TASK DATA >>
-- -- --

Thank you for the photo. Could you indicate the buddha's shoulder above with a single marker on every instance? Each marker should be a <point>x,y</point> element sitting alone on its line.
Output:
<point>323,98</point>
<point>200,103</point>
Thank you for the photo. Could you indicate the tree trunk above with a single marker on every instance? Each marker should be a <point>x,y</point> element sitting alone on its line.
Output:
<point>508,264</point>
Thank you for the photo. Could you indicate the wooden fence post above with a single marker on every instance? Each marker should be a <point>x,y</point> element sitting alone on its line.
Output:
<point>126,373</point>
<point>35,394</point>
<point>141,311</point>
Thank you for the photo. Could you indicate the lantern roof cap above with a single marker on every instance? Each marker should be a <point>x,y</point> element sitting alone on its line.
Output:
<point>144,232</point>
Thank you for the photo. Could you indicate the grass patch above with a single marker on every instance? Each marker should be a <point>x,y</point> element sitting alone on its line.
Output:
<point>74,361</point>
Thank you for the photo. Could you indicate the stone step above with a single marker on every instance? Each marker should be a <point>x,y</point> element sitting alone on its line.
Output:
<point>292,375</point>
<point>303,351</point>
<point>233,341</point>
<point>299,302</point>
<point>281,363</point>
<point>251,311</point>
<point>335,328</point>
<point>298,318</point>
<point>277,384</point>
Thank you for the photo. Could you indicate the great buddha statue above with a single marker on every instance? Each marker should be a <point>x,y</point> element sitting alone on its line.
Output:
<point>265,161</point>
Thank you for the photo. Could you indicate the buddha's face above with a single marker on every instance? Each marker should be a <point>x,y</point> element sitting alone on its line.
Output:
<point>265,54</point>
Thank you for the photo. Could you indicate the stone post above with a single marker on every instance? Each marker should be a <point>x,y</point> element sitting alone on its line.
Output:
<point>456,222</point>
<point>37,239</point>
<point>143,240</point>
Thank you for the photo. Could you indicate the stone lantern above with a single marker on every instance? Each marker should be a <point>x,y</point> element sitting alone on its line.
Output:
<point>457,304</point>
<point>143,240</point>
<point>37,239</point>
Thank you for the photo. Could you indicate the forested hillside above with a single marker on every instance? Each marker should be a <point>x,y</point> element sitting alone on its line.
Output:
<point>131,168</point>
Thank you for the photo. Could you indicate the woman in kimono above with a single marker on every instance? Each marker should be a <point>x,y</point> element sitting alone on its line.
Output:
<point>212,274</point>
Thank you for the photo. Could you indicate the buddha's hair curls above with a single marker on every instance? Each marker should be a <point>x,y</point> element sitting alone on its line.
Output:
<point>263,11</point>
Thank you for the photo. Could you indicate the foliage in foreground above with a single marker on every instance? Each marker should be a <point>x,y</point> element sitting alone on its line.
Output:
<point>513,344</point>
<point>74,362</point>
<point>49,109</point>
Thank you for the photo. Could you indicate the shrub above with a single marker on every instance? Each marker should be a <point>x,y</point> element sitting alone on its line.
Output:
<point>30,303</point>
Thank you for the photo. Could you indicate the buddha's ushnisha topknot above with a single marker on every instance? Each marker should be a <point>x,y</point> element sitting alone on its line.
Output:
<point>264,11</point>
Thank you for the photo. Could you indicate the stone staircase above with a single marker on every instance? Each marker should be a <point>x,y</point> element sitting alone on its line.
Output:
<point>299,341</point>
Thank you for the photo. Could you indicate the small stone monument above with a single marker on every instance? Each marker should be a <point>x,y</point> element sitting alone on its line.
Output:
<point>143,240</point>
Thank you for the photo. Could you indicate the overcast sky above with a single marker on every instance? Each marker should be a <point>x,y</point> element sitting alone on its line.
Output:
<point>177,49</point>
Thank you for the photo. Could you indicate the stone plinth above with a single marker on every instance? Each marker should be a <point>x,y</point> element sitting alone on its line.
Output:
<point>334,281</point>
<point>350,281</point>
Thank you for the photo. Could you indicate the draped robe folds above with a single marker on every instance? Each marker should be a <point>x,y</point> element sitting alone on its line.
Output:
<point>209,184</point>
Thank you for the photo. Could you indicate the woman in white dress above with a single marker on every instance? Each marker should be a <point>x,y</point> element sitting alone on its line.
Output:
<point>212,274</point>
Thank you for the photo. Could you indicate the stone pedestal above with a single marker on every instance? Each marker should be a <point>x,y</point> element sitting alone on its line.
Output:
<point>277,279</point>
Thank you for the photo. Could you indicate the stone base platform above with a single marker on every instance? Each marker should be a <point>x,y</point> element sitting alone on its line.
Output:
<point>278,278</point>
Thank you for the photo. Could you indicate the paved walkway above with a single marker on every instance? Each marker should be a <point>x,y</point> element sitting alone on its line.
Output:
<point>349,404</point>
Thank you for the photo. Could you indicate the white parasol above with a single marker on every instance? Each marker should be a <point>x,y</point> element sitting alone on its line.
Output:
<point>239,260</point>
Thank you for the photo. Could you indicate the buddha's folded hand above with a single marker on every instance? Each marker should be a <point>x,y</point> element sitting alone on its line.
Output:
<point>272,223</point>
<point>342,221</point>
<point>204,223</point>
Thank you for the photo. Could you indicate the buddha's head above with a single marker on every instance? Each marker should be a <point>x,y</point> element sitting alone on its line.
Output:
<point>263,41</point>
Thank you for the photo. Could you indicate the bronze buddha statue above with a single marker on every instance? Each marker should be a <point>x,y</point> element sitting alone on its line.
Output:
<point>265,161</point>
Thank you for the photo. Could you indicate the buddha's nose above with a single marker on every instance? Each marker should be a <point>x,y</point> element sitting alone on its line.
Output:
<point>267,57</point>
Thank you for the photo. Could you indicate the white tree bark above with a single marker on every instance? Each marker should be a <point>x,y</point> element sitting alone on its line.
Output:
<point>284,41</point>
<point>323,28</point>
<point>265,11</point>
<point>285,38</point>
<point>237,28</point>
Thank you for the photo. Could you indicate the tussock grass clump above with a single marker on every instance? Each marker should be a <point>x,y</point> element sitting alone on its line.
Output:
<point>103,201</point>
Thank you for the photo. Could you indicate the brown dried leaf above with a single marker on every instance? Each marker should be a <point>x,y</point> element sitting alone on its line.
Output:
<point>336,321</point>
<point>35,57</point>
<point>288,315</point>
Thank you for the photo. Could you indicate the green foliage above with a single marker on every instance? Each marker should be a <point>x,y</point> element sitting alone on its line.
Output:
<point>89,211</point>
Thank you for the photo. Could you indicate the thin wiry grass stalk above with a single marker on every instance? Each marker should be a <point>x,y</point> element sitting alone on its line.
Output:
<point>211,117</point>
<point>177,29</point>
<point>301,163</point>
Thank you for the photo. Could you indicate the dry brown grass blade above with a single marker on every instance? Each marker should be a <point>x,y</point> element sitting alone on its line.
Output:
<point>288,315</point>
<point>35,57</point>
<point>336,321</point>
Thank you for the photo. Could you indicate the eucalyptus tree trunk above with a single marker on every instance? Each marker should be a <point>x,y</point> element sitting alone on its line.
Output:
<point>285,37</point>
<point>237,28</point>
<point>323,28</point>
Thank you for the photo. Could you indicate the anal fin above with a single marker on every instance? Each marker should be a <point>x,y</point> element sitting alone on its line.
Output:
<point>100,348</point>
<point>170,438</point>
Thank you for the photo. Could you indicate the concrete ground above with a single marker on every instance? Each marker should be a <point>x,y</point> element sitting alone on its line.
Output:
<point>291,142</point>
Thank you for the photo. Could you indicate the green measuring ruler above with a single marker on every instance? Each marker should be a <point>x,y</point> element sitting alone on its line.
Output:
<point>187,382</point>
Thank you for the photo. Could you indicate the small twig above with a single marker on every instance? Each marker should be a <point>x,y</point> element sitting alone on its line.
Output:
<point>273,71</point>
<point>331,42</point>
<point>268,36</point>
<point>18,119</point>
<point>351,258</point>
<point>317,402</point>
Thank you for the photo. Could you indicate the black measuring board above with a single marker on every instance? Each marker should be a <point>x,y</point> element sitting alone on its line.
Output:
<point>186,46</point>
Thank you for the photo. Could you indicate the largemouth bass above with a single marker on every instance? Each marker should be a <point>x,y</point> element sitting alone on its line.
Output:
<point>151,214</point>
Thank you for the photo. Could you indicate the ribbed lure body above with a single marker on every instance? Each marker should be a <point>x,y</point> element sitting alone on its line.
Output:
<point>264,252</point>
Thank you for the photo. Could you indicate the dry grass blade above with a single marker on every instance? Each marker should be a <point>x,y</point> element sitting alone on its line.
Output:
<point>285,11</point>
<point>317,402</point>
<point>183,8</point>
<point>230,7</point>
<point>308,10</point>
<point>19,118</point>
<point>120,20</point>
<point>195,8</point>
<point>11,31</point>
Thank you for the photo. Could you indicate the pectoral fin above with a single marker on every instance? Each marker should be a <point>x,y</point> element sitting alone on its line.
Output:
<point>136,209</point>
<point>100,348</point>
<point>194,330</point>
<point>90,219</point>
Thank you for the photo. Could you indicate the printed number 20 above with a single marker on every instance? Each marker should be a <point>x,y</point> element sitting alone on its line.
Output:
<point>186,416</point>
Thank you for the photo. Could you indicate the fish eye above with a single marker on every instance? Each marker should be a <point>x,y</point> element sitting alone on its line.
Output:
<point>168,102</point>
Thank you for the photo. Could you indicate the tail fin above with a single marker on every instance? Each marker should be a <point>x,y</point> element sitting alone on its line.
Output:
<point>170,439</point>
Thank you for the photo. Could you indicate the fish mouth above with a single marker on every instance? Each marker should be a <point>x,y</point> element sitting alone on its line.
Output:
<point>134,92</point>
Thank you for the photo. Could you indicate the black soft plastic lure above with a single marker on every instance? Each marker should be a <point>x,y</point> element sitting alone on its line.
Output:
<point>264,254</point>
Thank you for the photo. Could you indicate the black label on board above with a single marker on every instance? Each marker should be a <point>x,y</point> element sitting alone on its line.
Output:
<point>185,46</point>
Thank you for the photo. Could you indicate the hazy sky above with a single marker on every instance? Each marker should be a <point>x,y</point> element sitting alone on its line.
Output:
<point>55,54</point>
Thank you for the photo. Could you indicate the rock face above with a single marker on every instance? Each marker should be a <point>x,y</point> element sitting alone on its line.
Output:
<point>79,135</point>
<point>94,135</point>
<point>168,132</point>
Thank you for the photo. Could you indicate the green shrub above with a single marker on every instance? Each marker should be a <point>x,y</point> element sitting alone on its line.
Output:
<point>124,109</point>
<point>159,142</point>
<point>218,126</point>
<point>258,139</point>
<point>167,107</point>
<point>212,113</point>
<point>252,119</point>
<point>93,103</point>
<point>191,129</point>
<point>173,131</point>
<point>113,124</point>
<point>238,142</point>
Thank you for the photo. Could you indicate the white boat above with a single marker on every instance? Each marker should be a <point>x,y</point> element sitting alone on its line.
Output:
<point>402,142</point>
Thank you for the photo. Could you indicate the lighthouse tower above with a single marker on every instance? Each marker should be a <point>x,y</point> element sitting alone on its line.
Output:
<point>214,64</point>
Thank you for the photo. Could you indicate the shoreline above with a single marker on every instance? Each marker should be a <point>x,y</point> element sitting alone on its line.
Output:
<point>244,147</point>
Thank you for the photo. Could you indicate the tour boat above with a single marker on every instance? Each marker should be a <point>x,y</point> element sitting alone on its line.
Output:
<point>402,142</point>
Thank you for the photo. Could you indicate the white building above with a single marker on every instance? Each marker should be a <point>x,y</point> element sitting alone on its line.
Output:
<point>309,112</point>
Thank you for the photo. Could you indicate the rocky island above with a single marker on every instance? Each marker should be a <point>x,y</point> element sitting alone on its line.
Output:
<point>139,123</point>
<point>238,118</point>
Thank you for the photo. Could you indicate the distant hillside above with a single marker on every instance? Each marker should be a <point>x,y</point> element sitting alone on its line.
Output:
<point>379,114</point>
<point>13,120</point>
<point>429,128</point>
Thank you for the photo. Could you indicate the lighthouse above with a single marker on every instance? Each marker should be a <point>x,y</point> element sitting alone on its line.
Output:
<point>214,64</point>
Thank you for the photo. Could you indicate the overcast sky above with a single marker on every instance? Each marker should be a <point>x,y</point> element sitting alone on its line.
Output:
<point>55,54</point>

-- -- --

BRIEF >> Starting at the line that contains "Thank you for the photo. Could you indicate the thin" and stopping after the line that contains "<point>301,163</point>", rewrite those lines with "grass stalk" changed to "reed stem" and everything else left as it is.

SOLUTION FOR THIS EXERCISE >>
Thank you for the photo. Could you indicate the thin wiry reed stem above with a single marker on every instance? Each marker should be a <point>x,y</point> element sitting alone on its line.
Output:
<point>211,117</point>
<point>177,29</point>
<point>301,163</point>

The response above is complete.